**EXTRACT PROVIDED**.
--------------------
Tuesday, November 22, 2016

Is Donald Trump America's Pancho Villa?

This week celebrates the revolution here in Mexico, so I would be remiss not to note some uncanny parallels between Donald Trump and Pancho Villa. Yes, I'm serious. I've discussed this theory with over 200 real Mexicans in Oaxaca who generally validate that comparison. So, you faux LA (Latino activists) in faux LA (Los Angeles) can stop practicing your deeply-offended looks and go get a Thai fusion taco then whine to CNN about the cultural appropriation on behalf of all Mexicans and people of Thai descent. If you crack the taco shell, CNN will even dub it breaking news.

Pancho Villa was an iconoclastic machismo rogue and a man given to action. He didn't wait for women to approve his sexual advances or for politicos to approve his campaign advances. While lacking both the qualifications and temperament of the normal executive or administrator, he rallied and inspired the rural folk with promises to demolish a cozy rich establishment rigged against the people with real jobs. Sound familiar?
--------------------
**MATERIAL**.
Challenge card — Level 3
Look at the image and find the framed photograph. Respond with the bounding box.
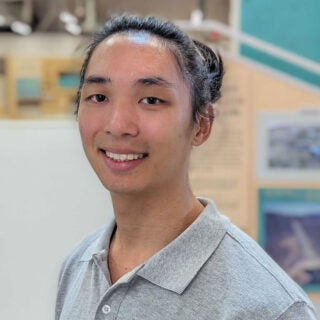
--------------------
**GIVEN EXERCISE**. In the blog post comparing Donald Trump and Pancho Villa, how many people in Oaxaca did the writer discuss the theory with?

**RESULT OF THIS EXERCISE**. Over 200.